_SHORT EXERCISE A_
From the text on catalytic cracking processes, extract everything from "As used herein" down to "the component B.", word for word.

_TEXT PROVIDED_
***
With reference to the specification, claims, and drawings hereinafter, a person skilled in the art could further understand these and other features, advantages, and objectives disclosed in the present disclosure.

BRIEF DESCRIPTION OF THE DRAWINGS

FIG. 1 illustrates a process flowchart of preheating, hot-melting, catalytic cracking, and the like treatment steps for mixed waste plastic from city as a raw material;

FIG. 2 illustrates a process flowchart of preheating and catalytic cracking for crude oil as a raw material;

FIG. 3 illustrates a process flowchart of producing ethylene and/or propene by stream cracking alkanes in an intermediate reaction product;

FIG. 4 illustrates a process flowchart of reforming alkenes for light distillate oil;

FIG. 5 illustrates a process flowchart of hydrogenating heavy distillate oil; and

FIG. 6 illustrates a schematic structural view of a two-stage prewashing column in FIG. 1.

In the figures, the references are as follows: 1—melting vessel, 2—two-stage prewashing column, 3—mixer, 4—catalytic cracking reactor, 5—regenerator, 6—atmospheric distillation column, 7—butane deasphalting column, 8-1 #hydrogenation reactor, 9-2 #hydrogenation reactor, 10—high-pressure separator, 11—low-pressure separator, 12—alkaline tower, 13—water scrubber, 14—hydrogenated distillation column, 15—compressor, 16—steam cracking device, 17—C₂ removing column, 18—demethanizer column, 19—ethylene column, 20—propene column, 21—oligomerization reactor; 22—reformed product distillation column, 101—shredding device, 102—pipeline iron remover, 103-1 #transfer pump, 201—three-phase separator, 202-2 #transfer pump, 203-1 #circulation pump, 204-2 #circulation pump, 205-1 #cooler, 206-3 #circulation pump, 207-2 #cooler, 170-1 #two-phase separator, 171-1 #reflux pump, 172-1 #overhead cooler, 180-2 #two-phase separator, 181-2 #reflux pump, 182-2 #overhead cooler, 183-3 #transfer pump, 190-3 #two-phase separator, 191-3 #reflux pump, 192-3 #overhead cooler, 210-4 #two-phase separator, 211-4 #reflux pump, 212-4 #overhead cooler, 501—buffer tank, 502—catalyst dosing tank, 901-1 #preheater, 1101-4 #transfer pump, 1301-2 #preheater, 1401-4 #circulation pump, 2001—section for preheating, 2002—section for desuperheating, and 2101-5 #circulation pump.

DETAILED DESCRIPTION

In this text, the terms such as “first,” “second,” “third,” and the like, and the signs such as “1 #,” “2 #,” “3 #,” and the like are used in this description for distinguishing one raw material, product, device, or operation from another raw material, product, device, or operation, instead of implying any actual relationship and sequence of the raw material, product, device, or operation. The terms “comprise,” “include,” and derivatives thereof used herein are intended to indicate any non-exclusive meaning, such that a device including the steps and processors not only includes some listed elements, but also includes unlisted other elements.

As used herein in this text, the term “and”/“or” in reference to a list of two or more items covers all of the following interpretations of the term: any of the items in the list, all of the items in the list or any combination of the items in the list. For example, in the case that the raw material or the product is described as comprising a component A and/or a component B, the raw material or the product may include a single one of the component A and the component B, or include a combination of the component A and the component B.
***
_SHORT EXERCISE B_
Copy everything in the records from the line containing "Exercise. Spot the tabletop" down to the end of the records, reproducing each line unchanged.

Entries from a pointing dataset
***
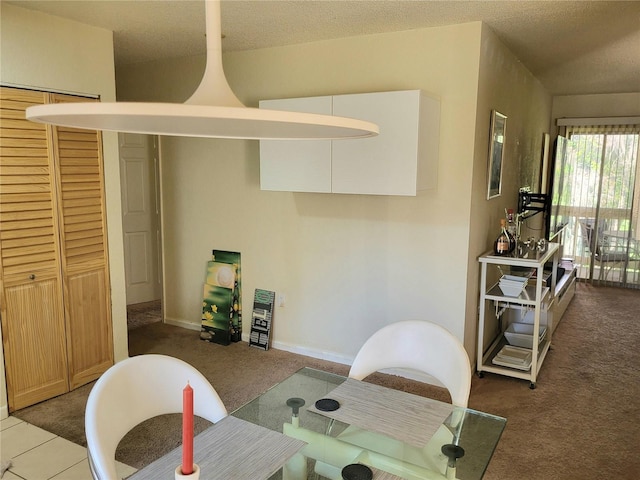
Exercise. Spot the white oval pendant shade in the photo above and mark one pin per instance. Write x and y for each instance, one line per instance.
(212, 111)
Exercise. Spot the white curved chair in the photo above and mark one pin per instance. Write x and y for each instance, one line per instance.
(418, 346)
(137, 389)
(421, 346)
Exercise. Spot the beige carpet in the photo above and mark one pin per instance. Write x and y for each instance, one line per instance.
(581, 422)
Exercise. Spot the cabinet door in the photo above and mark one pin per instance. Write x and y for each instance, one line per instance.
(386, 164)
(296, 165)
(31, 305)
(84, 250)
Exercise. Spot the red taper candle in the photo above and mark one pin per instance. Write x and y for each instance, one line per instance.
(187, 430)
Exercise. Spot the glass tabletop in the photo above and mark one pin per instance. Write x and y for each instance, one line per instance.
(288, 407)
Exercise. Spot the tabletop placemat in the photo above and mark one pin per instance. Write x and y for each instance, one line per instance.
(406, 417)
(232, 448)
***
_CORRECT RESULT A_
As used herein in this text, the term “and”/“or” in reference to a list of two or more items covers all of the following interpretations of the term: any of the items in the list, all of the items in the list or any combination of the items in the list. For example, in the case that the raw material or the product is described as comprising a component A and/or a component B, the raw material or the product may include a single one of the component A and the component B, or include a combination of the component A and the component B.

_CORRECT RESULT B_
Exercise. Spot the tabletop placemat in the photo above and mark one pin per instance. Write x and y for each instance, one line per instance.
(406, 417)
(232, 448)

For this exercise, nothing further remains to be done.